> WORK REQUIRED
Echo the rows below word for word, starting at the line that contains "of the beige" and ending at the line that contains "point(420, 91)", with both of those lines included.

Recorded data
------------------------

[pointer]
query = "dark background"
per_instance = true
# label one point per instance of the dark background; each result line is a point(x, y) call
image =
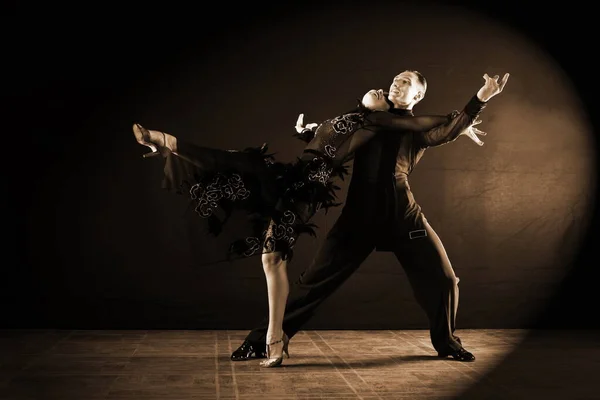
point(92, 241)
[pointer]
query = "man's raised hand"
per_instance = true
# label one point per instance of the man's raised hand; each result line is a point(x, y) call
point(492, 86)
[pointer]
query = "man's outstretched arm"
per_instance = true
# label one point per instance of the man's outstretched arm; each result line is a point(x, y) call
point(466, 118)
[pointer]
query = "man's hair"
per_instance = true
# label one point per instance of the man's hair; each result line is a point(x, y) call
point(420, 78)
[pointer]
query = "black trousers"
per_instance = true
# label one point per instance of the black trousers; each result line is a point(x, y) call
point(346, 246)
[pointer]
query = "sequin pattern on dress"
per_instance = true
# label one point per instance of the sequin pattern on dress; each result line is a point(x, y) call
point(223, 187)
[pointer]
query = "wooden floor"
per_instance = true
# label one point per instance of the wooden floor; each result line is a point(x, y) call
point(383, 364)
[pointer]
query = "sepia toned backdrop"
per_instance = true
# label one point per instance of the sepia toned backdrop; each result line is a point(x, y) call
point(97, 243)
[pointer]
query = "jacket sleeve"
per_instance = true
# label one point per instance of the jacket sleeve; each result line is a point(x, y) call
point(458, 122)
point(381, 120)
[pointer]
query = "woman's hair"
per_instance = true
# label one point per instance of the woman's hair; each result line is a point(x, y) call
point(420, 78)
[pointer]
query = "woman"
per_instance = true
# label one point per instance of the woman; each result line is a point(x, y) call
point(278, 199)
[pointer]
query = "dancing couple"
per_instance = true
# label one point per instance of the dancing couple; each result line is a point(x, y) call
point(385, 141)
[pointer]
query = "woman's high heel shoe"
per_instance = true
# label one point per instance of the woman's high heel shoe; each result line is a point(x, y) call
point(143, 137)
point(276, 362)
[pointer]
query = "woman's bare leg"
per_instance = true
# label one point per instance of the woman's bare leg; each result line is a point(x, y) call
point(278, 287)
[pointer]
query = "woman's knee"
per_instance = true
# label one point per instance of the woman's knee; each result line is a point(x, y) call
point(272, 260)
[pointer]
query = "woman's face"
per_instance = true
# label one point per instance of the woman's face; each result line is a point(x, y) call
point(375, 100)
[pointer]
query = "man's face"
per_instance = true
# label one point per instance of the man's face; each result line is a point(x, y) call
point(375, 100)
point(405, 90)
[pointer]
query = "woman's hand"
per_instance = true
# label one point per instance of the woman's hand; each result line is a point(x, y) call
point(472, 132)
point(300, 124)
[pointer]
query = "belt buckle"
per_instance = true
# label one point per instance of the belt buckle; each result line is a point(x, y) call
point(417, 233)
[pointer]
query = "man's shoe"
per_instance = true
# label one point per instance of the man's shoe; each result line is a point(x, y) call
point(249, 351)
point(459, 355)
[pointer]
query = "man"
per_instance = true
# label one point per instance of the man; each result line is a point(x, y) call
point(389, 219)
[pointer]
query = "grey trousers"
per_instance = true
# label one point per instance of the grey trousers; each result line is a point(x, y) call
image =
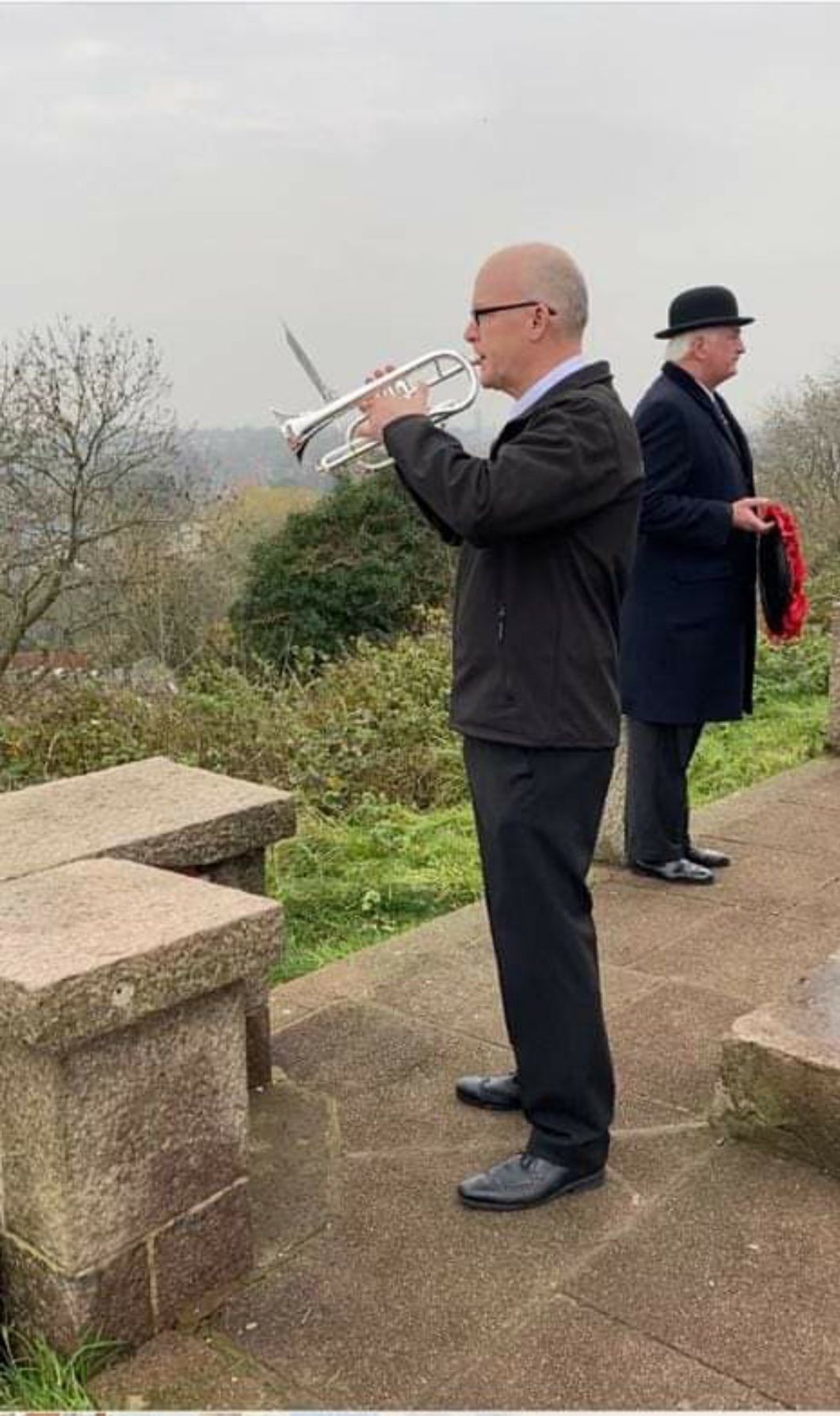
point(656, 806)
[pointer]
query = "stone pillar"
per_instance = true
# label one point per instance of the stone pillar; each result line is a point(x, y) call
point(610, 844)
point(157, 813)
point(780, 1079)
point(124, 1104)
point(248, 873)
point(834, 683)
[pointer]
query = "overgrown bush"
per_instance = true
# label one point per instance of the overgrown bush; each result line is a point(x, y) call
point(369, 725)
point(795, 670)
point(357, 564)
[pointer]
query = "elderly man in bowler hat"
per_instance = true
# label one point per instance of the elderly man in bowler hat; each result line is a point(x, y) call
point(546, 527)
point(688, 646)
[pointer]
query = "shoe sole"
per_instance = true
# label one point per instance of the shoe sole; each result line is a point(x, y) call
point(586, 1183)
point(488, 1106)
point(678, 879)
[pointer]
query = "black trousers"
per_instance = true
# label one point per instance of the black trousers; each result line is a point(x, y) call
point(538, 813)
point(656, 803)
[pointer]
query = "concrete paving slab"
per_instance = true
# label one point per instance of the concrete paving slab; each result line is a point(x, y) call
point(407, 1286)
point(181, 1372)
point(153, 812)
point(634, 924)
point(293, 1147)
point(666, 1047)
point(795, 825)
point(764, 877)
point(399, 1091)
point(571, 1357)
point(739, 955)
point(737, 1268)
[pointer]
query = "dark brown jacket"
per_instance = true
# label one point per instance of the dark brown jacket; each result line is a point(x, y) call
point(548, 530)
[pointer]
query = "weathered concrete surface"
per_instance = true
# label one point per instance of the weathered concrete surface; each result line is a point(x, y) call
point(153, 812)
point(124, 1106)
point(703, 1276)
point(98, 945)
point(780, 1082)
point(157, 813)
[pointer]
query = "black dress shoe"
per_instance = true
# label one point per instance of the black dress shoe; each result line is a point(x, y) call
point(713, 859)
point(675, 873)
point(497, 1093)
point(525, 1180)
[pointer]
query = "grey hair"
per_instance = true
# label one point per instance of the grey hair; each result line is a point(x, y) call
point(681, 344)
point(557, 281)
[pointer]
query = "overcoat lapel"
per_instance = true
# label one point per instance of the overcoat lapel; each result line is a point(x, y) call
point(720, 414)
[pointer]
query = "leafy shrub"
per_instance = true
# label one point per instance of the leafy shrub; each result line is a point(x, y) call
point(794, 670)
point(357, 564)
point(369, 725)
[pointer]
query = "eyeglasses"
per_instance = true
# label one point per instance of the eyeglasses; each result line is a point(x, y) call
point(518, 304)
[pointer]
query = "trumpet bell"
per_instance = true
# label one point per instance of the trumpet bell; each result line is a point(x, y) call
point(440, 365)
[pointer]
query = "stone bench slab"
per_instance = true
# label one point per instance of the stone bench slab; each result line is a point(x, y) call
point(780, 1082)
point(153, 812)
point(99, 945)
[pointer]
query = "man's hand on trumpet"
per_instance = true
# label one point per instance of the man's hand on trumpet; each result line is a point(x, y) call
point(384, 407)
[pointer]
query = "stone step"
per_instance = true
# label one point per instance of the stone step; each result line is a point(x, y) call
point(780, 1081)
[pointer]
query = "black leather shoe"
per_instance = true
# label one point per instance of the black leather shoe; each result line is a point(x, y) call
point(713, 859)
point(497, 1093)
point(676, 873)
point(522, 1181)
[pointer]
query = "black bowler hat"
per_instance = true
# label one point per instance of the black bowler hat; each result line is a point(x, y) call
point(702, 309)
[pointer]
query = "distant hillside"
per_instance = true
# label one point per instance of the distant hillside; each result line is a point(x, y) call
point(258, 456)
point(255, 456)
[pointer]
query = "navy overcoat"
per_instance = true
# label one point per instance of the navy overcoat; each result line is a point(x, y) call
point(688, 629)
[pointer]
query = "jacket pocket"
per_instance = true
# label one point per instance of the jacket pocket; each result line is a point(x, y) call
point(701, 574)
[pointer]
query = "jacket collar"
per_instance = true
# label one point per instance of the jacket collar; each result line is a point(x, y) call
point(584, 377)
point(690, 385)
point(715, 408)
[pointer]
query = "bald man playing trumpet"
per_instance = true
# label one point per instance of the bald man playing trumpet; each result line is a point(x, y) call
point(546, 527)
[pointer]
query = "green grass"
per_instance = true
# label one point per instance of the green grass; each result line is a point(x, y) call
point(34, 1378)
point(782, 734)
point(351, 882)
point(385, 868)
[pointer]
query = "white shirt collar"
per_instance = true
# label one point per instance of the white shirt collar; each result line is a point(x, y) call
point(555, 376)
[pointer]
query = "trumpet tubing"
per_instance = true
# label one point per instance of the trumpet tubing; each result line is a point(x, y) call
point(443, 364)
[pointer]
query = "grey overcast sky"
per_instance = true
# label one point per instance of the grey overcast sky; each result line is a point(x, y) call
point(200, 171)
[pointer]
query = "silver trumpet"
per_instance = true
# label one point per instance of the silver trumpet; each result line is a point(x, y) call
point(443, 365)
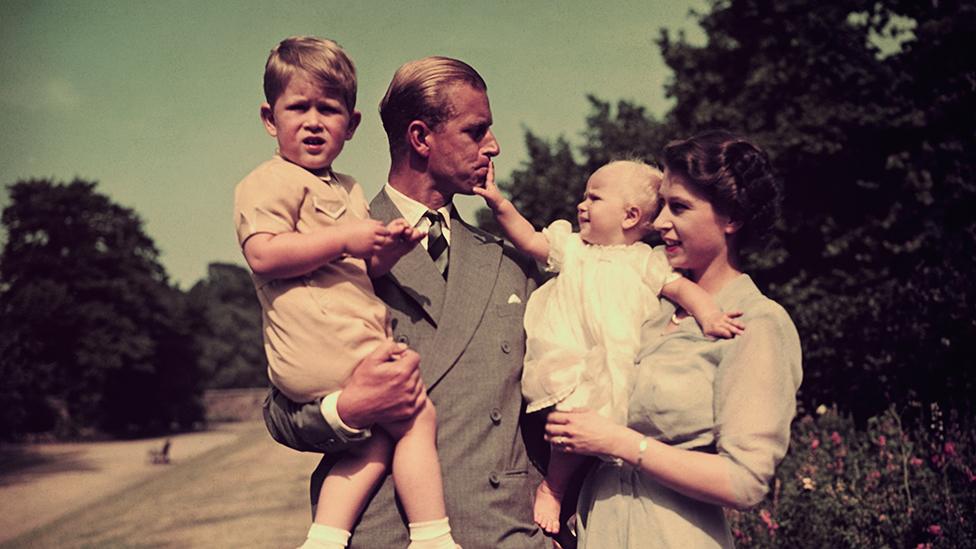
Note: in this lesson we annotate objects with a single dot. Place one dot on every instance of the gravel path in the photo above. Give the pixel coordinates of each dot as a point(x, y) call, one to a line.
point(41, 482)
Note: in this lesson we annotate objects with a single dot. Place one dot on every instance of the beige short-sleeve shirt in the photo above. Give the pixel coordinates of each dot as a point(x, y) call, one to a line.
point(317, 327)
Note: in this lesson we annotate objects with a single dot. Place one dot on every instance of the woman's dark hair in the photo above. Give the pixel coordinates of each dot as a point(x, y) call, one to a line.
point(734, 175)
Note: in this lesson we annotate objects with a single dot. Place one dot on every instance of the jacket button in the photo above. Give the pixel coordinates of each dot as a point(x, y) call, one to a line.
point(496, 416)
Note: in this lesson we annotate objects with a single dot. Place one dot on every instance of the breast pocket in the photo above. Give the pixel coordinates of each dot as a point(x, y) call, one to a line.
point(332, 207)
point(510, 309)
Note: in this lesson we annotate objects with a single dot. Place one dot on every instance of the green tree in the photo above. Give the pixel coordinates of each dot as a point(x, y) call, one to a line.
point(868, 110)
point(93, 336)
point(227, 318)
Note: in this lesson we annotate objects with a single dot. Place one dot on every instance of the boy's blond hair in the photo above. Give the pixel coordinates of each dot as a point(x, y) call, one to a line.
point(419, 91)
point(641, 186)
point(322, 59)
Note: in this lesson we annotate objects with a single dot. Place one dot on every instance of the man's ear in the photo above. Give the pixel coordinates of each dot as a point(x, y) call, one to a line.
point(267, 116)
point(418, 135)
point(732, 226)
point(632, 216)
point(354, 119)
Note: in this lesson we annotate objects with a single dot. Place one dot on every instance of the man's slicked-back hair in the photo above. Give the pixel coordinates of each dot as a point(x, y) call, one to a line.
point(320, 58)
point(420, 91)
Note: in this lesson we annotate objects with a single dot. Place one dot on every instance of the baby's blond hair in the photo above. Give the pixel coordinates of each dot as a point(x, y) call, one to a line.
point(640, 188)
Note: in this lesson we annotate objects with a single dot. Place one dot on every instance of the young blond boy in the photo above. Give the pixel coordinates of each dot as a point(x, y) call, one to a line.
point(307, 236)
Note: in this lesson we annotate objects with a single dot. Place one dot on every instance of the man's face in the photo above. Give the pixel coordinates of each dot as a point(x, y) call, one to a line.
point(462, 146)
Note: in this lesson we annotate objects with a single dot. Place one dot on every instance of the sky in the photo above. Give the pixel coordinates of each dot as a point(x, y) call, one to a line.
point(158, 101)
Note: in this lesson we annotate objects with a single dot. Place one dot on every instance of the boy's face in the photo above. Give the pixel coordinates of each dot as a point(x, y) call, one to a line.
point(311, 123)
point(602, 212)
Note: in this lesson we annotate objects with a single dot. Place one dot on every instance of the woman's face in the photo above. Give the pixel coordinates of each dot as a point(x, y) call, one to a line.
point(694, 234)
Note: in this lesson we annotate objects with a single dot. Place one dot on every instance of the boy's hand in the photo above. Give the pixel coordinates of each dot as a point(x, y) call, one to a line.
point(490, 192)
point(402, 239)
point(364, 238)
point(722, 324)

------------------------

> RESULT FOR THIS TASK
Note: in this lesson we annotate objects with a single dot. Place one dot on every instance of the beige short-sleeve shirt in the photo above. Give the pixel coordinates of each dot as a point(x, y) call, one to a line.
point(317, 327)
Note: in this lesson we annotate objects with a single dot. Place one dot on every instance of the woman's dark hair in the photo above. Give the pixel coordinates of each dot as a point(x, y) call, one to a line.
point(734, 175)
Note: in this lesson we annotate objects with a single dot. Place one dot on every instance of the jacket button in the photo above. Give the pixel coordinates of each dot as a point(x, y) call, one to a line.
point(496, 416)
Note: in this lesson we annotate objects with a single dot. Place one dot on every instance of the breast pocket in the photo above. Give the pixel coordinates of each dot as a point(x, y) call, one to a line.
point(332, 207)
point(510, 309)
Note: in this lesson we annotate objects with a single dot. Place one dot on every instance of the green tree in the photo above. Give the pixel coordinates of each dot as a point(x, y) call, one to a line.
point(868, 110)
point(93, 336)
point(227, 318)
Note: in this lesson we annotate objects with a single dot. Place one dot on every instance of the boy's blond hair in the photo above. Give the pixel coordinates of each dot as a point(x, y) call, one to a line.
point(419, 91)
point(641, 186)
point(322, 59)
Note: in this lesson we annotate objects with a single dot. Place one dot on every instance of the man's ear in the photo above. Give the pixel coordinates of each dot as a point(x, y) call, one to a line.
point(267, 116)
point(418, 135)
point(732, 226)
point(632, 216)
point(354, 119)
Note: in this lesson we annotate objects with a single dot. Place one dot on every instance of the man's slicked-back hair in the photo above. Give the pixel coordinates of each dot as a point(x, y) call, one to a line.
point(320, 58)
point(420, 91)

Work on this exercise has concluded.